Nonlinear one-way edge-mode interactions for frequency mixing in topological photonic crystals

Topological photonics aims to utilize topological photonic bands and corresponding edge modes to implement robust light manipulation, which can be readily achieved in the linear regime of light-matter interaction. Importantly, unlike solid-state physics, the common test bed for new ideas in topological physics, topological photonics provides an ideal platform to study wave mixing and other nonlinear interactions. These are well-known topics in classical nonlinear optics but largely unexplored in the context of topological photonics. Here, we investigate nonlinear interactions of one-way edge modes in frequency mixing processes in topological photonic crystals. We present a detailed analysis of the band topology of two-dimensional photonic crystals with hexagonal symmetry and demonstrate that nonlinear optical processes, such as second- and third-harmonic generation, can be conveniently implemented via one-way edge modes in this setup. Moreover, we demonstrate that more exotic phenomena, such as slow-light enhancement of nonlinear interactions and harmonic generation upon interaction of backward-propagating (left-handed) edge modes, can also be realized. Our work opens up new avenues towards topology-protected frequency mixing processes in photonics.

Figure 1

(a) Schematic band structure showing the emergent edge modes due to the nontrivial topology of the bulk frequency bands. The edge modes can couple via SHG and THG frequency mixing processes. (b) Real-space illustration showing the unidirectional propagation of coupled edge modes along the system edge. The red arrow indicates the excitation source of the fundamental wave, whereas the green and blue waves are generated as a result of nonlinear wave mixing.

Figure 2

(a) Unit cell with lattice constant $a$ of the PhC, where $r$ and ${\epsilon }_1$ are the radius and relative permittivity of the cylinders, respectively, and ${\epsilon }_2$ and ${\mu }_i$ are the relative permittivity and off-diagonal component of the relative permeability of the background magnetic material, respectively. (b) The first Brillouin zone with symmetry points $\mathrm{\Gamma }$, $K$, $K^{\prime }$, and $M$. (c) Photonic band structure of the PhC, computed for $r=0.4a$, ${\epsilon }_1=3$, ${\epsilon }_2=18$, and ${\mu }_i=0$. (d) Nontrivial topological bands for ${\mu }_i=0.8$ [other parameters are the same as in (c)], where the Chern number of each band and the gap Chern numbers are provided (except for the last two bands, which touch each other and thus have the same Chern number). (e) Chern-number-graded gap phase diagrams when varying $r$, ${\epsilon }_1$, ${\epsilon }_2$, and ${\mu }_i$, determined for $r=0.4a$, ${\epsilon }_1=3$, ${\epsilon }_2=18$, and ${\mu }_i=0.8$.

■ **Activity list**:
a) According to the topological photonic crystals text, what symmetry do the two-dimensional photonic crystals it analyzes have?
b) Write what comes next in the topological photonic crystals text, picking up after its final sentence.

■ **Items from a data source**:
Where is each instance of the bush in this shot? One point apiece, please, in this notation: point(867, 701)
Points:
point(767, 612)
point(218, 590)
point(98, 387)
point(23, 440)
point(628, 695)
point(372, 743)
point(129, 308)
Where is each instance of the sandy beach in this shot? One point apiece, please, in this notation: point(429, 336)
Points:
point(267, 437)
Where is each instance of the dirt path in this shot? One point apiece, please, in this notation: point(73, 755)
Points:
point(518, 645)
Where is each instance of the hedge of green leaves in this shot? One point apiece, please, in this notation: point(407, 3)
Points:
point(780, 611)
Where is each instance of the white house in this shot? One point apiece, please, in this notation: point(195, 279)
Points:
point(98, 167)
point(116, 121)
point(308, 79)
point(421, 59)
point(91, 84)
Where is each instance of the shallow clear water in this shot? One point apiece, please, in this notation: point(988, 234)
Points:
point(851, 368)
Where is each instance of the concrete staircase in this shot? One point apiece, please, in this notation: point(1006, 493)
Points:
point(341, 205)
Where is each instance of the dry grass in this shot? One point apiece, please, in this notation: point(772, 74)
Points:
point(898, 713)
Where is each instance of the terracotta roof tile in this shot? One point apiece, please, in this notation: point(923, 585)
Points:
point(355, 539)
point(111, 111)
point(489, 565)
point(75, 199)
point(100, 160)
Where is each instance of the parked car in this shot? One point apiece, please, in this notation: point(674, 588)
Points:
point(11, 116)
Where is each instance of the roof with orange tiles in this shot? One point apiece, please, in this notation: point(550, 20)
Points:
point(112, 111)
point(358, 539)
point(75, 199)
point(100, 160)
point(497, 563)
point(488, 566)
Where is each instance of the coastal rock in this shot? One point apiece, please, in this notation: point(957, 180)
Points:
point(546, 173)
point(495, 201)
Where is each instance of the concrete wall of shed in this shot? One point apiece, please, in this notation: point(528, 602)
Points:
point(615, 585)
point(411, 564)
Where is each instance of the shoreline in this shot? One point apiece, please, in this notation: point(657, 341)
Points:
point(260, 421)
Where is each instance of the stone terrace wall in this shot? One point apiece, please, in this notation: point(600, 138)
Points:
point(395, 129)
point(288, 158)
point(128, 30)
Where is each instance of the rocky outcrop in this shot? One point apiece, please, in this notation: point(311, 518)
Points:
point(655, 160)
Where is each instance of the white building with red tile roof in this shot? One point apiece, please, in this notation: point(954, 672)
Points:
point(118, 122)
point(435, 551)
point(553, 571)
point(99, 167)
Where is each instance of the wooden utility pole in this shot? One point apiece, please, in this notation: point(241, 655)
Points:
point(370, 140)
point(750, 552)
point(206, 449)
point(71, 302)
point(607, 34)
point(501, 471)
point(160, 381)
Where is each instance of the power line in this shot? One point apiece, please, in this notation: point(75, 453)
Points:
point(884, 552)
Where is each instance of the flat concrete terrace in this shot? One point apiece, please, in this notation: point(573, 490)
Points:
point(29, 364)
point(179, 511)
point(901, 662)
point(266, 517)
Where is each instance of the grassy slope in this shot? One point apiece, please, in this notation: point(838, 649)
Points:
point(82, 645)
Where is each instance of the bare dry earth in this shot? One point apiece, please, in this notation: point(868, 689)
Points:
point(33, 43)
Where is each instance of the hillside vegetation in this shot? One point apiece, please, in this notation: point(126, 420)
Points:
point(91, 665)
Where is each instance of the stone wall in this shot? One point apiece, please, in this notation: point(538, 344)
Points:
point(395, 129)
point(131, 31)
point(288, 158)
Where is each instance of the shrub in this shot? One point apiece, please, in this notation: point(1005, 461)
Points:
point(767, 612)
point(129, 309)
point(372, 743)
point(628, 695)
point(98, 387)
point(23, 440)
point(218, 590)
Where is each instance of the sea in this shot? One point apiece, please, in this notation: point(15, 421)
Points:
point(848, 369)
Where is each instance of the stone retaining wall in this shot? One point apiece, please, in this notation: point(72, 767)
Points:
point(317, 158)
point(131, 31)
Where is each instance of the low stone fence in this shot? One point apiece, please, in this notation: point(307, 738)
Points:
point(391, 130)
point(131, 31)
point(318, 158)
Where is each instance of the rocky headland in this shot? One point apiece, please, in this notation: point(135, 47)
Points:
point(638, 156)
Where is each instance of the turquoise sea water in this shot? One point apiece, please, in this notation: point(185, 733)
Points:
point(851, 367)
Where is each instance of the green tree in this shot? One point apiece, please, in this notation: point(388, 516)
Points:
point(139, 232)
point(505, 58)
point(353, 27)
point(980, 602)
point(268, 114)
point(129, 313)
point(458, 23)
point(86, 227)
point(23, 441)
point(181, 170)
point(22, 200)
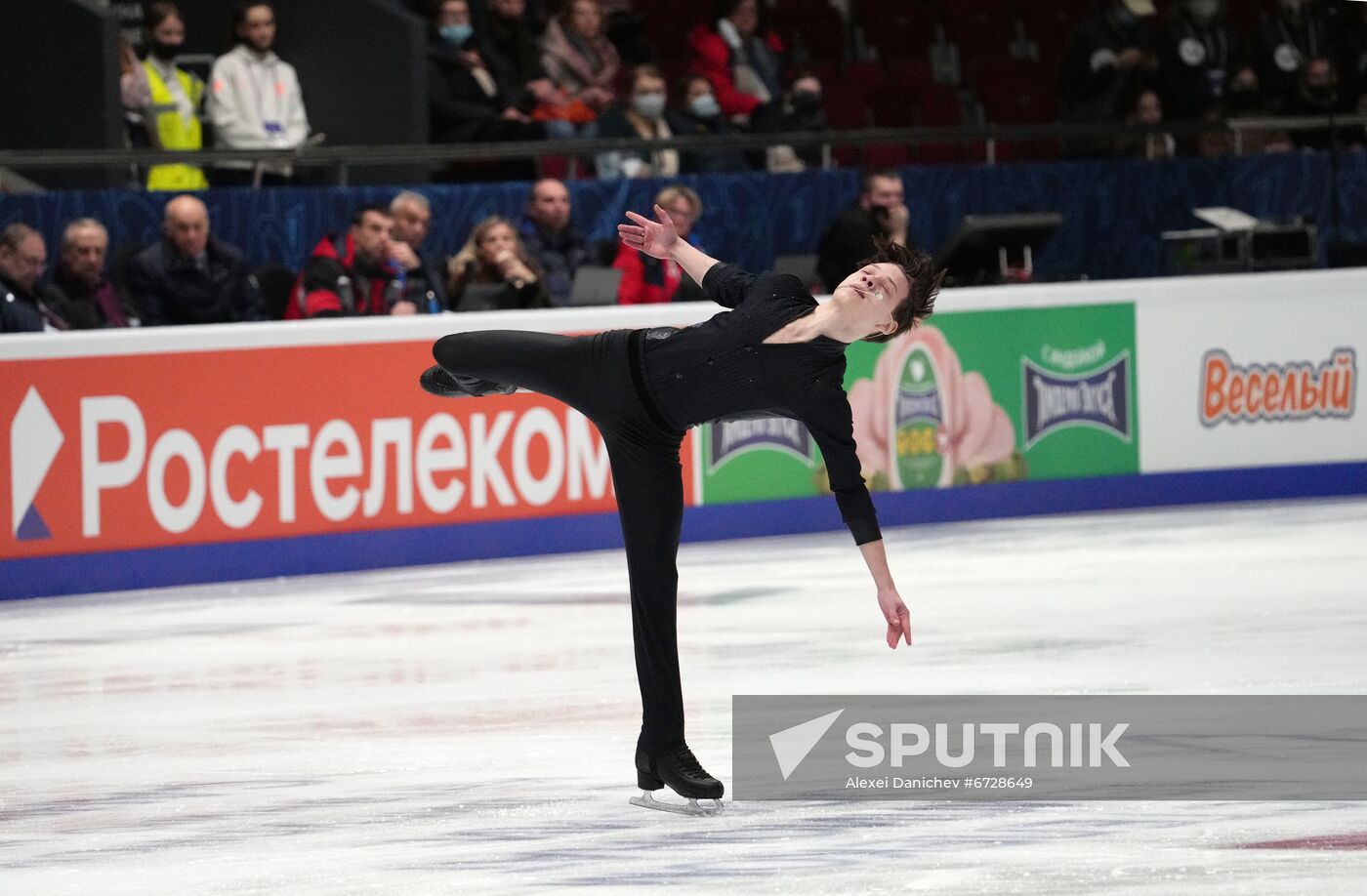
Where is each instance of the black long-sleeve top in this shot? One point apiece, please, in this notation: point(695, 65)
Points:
point(722, 368)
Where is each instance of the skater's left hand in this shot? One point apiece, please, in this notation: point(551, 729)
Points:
point(898, 618)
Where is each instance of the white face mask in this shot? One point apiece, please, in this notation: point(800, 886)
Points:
point(648, 104)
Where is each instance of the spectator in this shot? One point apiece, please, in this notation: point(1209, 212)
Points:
point(256, 102)
point(740, 55)
point(467, 102)
point(513, 54)
point(173, 102)
point(550, 238)
point(1145, 109)
point(352, 276)
point(24, 307)
point(1316, 95)
point(424, 283)
point(649, 280)
point(494, 256)
point(86, 295)
point(642, 115)
point(190, 276)
point(700, 115)
point(1285, 38)
point(878, 212)
point(800, 109)
point(1200, 50)
point(1106, 57)
point(1243, 100)
point(577, 55)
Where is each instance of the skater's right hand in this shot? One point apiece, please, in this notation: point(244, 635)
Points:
point(652, 238)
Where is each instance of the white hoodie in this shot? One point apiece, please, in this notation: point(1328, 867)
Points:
point(255, 102)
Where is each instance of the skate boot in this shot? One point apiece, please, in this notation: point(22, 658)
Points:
point(437, 382)
point(685, 776)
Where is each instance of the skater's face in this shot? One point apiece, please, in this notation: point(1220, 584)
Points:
point(496, 240)
point(372, 235)
point(550, 205)
point(257, 27)
point(871, 295)
point(84, 252)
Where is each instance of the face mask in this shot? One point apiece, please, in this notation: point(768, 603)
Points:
point(704, 106)
point(806, 102)
point(457, 33)
point(648, 104)
point(1203, 10)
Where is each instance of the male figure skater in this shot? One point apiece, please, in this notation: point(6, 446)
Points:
point(775, 351)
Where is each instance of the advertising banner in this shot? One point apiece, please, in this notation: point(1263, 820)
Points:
point(1260, 382)
point(187, 448)
point(973, 397)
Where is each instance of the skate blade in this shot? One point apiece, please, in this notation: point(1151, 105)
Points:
point(706, 809)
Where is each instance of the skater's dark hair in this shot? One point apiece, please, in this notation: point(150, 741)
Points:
point(922, 277)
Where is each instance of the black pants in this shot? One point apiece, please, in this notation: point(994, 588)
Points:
point(595, 376)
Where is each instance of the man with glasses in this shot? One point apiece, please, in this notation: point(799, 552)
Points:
point(23, 306)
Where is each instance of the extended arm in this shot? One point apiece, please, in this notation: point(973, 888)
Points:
point(894, 611)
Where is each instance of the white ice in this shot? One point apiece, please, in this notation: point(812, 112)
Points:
point(469, 728)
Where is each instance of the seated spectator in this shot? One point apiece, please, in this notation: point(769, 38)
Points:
point(1107, 57)
point(256, 102)
point(697, 113)
point(740, 55)
point(1198, 52)
point(494, 256)
point(424, 280)
point(878, 212)
point(799, 109)
point(510, 47)
point(352, 274)
point(1285, 40)
point(1145, 108)
point(171, 100)
point(646, 279)
point(642, 113)
point(550, 238)
point(88, 298)
point(24, 306)
point(1316, 95)
point(577, 55)
point(190, 276)
point(467, 102)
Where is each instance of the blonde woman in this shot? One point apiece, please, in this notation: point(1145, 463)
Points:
point(494, 257)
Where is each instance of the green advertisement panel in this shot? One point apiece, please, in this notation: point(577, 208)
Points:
point(973, 397)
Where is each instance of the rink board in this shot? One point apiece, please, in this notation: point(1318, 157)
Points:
point(140, 459)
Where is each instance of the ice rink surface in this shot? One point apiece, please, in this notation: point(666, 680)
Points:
point(469, 728)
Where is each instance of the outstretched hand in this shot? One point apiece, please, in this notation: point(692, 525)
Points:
point(898, 618)
point(652, 238)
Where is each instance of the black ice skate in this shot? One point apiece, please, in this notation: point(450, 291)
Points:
point(681, 770)
point(437, 382)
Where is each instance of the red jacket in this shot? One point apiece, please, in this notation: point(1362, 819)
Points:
point(711, 58)
point(331, 287)
point(645, 280)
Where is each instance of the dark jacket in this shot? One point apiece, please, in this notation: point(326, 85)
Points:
point(847, 242)
point(23, 311)
point(722, 159)
point(460, 109)
point(91, 307)
point(168, 288)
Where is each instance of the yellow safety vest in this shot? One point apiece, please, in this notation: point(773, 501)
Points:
point(171, 132)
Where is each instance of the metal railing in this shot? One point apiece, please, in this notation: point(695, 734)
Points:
point(987, 139)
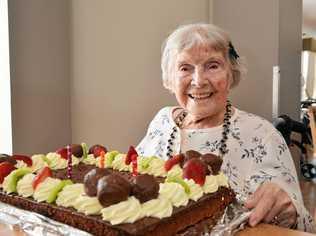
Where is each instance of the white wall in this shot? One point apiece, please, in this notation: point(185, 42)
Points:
point(116, 79)
point(39, 58)
point(267, 33)
point(5, 89)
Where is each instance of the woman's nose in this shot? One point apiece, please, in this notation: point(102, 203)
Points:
point(198, 79)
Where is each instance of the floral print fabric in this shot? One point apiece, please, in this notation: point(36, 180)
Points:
point(256, 153)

■ **Task answers**:
a) Hexagonal symmetry.

b)
Figure 3

(a) Photonic band structure of a 1D PhC strip that is periodic along the $x$ axis and has a finite size of 30 unit cells along the $y$ axis (top and bottom edges are terminated by a perfect electric conductor at $r=0.42a$). Other simulation parameters are ${\epsilon }_1=3$, ${\epsilon }_2=20$, and ${\mu }_i=0.8$. Edge modes in the three gaps around $\overline{\omega }=0.2$, 0.4, and 0.6 are depicted by red and blue lines and are formed at the top and bottom edges of the PhC, respectively. (b) Field profiles of the three one-way edge modes at $\overline{\omega }=0.2$, 0.4, and 0.6 of the top edge. Exponential decay of the field around the PhC edge can be observed (integers indicate the number of unit cells). (c) Dispersion curves of edge modes can be tailored by changing the edge termination, as indicated in the sketch.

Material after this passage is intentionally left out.